Brief 1:
From the road-trip entry, reproduce the passage starting at "We’re passing into" and ending at "my slapped-with-ham stories.".
Brief 2:
Answer these questions about the road-trip entry:
(a) What state is being entered at the opening of the entry?
(b) How hot was it in the shade at the rest stop?
(c) What city are they expecting to roll into as the sun goes down?

Selected passage:
We’re passing into West Virginia. More than halfway there. Visiting, actually, a roommate from college. Memories of my time with HIM are more concrete. Role playing games. Forays into Photoshop. Being slapped with ham. Heather’s heard all my slapped-with-ham stories.
Ah… college.
Meanwhile – on the road to Toledo : we’re heading into town right after some pretty ferocious storms and we’re getting updates on local roads and / or “moats”. The rest stop we just dropped in at apparently JUST got power back, but the air is sticky and nasty as if nothing ever happened. Thick and 99 in the shade.
Driving along we passed “Ohio Levelmen” or something like that – a big yellow pickup racing along with a big trailer, nominally keeping to their lane, they’ve swerved across the road a couple of times and the driver’s reclined alllll the way with one foot out the window and at least one hand scrolling through his phone. The passenger’s also reclined and snoozing, dreads flapping in the wind.
T’was a relaxed truck.
I hope they get to where they’re going.
What a strange contrasting set of weekends. Maybe if it’d have had the continuity of travel betwixt the two I wouldn’t be falling quite so deep into the trap of comparing the two, but last weekend in Western Maryland and this weekend in Indiana really couldn’t have been more different.
Western Maryland, relatively short trip, a hotel stay that smelled of dog and was simply a place to lay our heads, two gigs where our hopes of playing to people we knew were almost completely dashed as we got more and more out-of-town apologies. Perfect weather. Perfect sound.
Indiana, where we stayed with good friends, and got to make time to hang out and chat and (as Susan would say) gab and gab and gab… where the weather was grueling, heat indices over a hundred degrees, playing outdoors as our callouses went soft and our bodies sweated and strained… a comedy of errors that wasn’t funny but people driving for hours to come see us, fans that we haven’t seen in years converging to make us feel Loved, even if each hug was an exercise in finding the least-gross surface areas of human flesh.
Oh, and unlike the hotel room that smelled like dog, we stayed with cats, rats and dogs who were all friendly and strangely, wonderfully odorless.
Today we drive alllll the way home from Bloomington, IN. A drive that we’re not looking forward to, but a drive that slowly resolved into necessity as gigs crowded on one side and band schedule crowded on the other.
We’re caffeinated, gassed-up and going. I’m feeling pleasantly-exhausted and grateful that Heather is the driving machine that she is. Kristen’s doing math in the back. I’m writing up in the front. Heather’s drivin’ drivin’ pointing out birds and the roadside landscape slowly consumed by the voracious, verdant greenery of Indiana’s hungry vegetation.
Two days of relentless sunshine and two nights of pounding thunderstorms have resolved into a perfect driving day of low-hanging clouds. Keep the glare off all day. If all goes according to plan, we’ll be rolling into Baltimore with the sun going down behind us.
Drivin’ drivin’.
An ex-girlfriend dropped me a line last night. A legend from the past that Heather remembers as a striding, leather-clad goddess with flaming red hair and matching motorcycle. She’s not wrong. It’s good to hear from her and the realization that 20 years has passed since we last spoke is somewhat horrifying. I’m grateful for phone numbers that don’t change because there are very few relationships that I regret, and very few Loves from years passed that I don’t wish I was in better touch with. I’m pretty happy in Life. I want them to be happy too. I worry that the only person who remembers our time together fondly is me.
It’s good to hear from her, even though it sounds as if her dog is really, really dumb.
In other news, Idiot Brindle is my new band, and “derp derp” will be our first single. “Try To Bite The Ceiling” however, is a phrase the might find it’s way into an ilyAIMY song cause damn there’s a lot to unpack there.

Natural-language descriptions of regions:
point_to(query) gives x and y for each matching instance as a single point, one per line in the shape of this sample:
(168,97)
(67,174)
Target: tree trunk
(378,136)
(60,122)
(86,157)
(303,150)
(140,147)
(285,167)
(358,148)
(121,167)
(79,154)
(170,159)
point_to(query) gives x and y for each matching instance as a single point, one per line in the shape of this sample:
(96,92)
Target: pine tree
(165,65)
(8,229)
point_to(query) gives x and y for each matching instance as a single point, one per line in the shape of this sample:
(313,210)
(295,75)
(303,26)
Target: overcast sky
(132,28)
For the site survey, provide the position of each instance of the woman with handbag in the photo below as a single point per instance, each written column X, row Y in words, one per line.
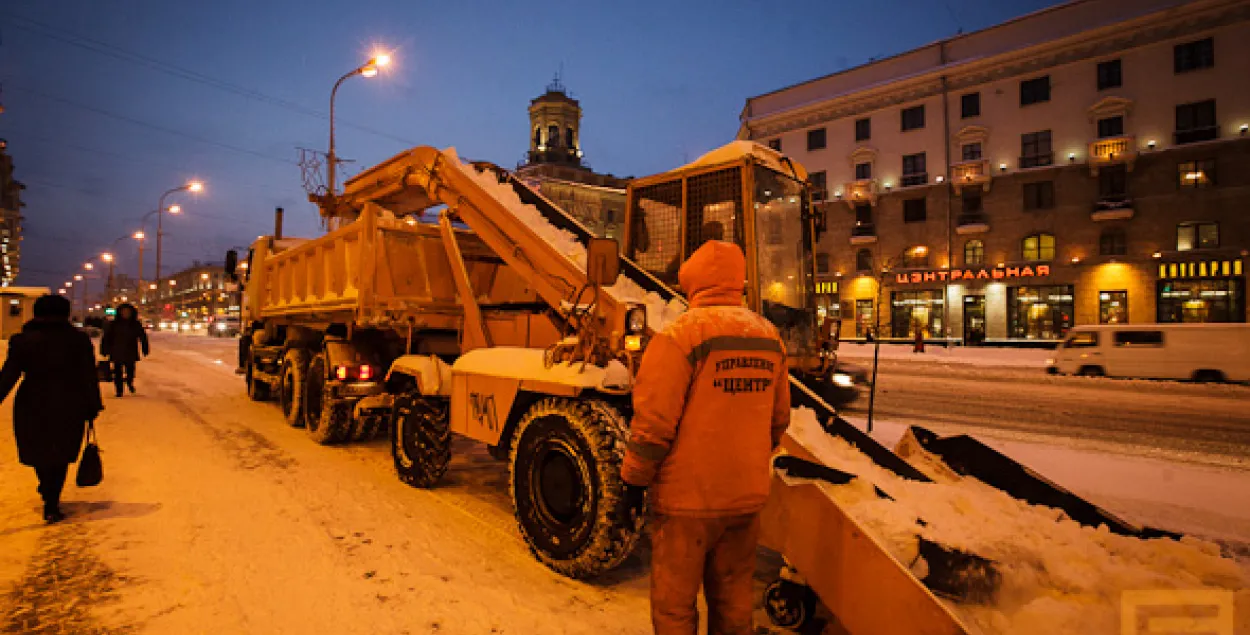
column 59, row 395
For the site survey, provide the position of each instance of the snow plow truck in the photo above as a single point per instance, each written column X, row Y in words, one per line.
column 450, row 298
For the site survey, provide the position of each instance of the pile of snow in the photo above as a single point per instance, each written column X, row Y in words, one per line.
column 659, row 311
column 1058, row 576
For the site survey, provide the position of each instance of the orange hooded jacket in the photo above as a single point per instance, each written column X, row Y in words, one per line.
column 711, row 398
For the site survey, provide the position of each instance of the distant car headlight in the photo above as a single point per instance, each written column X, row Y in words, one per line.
column 635, row 320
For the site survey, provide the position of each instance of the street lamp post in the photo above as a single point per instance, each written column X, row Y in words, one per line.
column 368, row 69
column 193, row 186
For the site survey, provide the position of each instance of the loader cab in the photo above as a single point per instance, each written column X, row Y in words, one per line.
column 744, row 194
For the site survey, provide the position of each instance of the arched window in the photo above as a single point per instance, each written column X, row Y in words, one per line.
column 1039, row 246
column 864, row 260
column 1113, row 243
column 915, row 258
column 974, row 253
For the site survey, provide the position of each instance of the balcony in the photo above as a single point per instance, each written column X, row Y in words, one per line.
column 1114, row 208
column 1196, row 134
column 863, row 190
column 1038, row 160
column 973, row 223
column 863, row 233
column 970, row 173
column 1113, row 150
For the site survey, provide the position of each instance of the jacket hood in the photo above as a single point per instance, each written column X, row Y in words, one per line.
column 714, row 275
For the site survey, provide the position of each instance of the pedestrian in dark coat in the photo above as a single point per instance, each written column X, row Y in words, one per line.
column 123, row 339
column 59, row 394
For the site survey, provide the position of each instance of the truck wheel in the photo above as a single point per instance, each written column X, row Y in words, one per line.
column 565, row 481
column 325, row 421
column 420, row 440
column 290, row 391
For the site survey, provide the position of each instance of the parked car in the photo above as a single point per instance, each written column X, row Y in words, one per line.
column 1194, row 351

Task solution 1:
We’re passing into West Virginia. More than halfway there. Visiting, actually, a roommate from college. Memories of my time with HIM are more concrete. Role playing games. Forays into Photoshop. Being slapped with ham. Heather’s heard all my slapped-with-ham stories.

Task solution 2:
(a) West Virginia
(b) 99
(c) Baltimore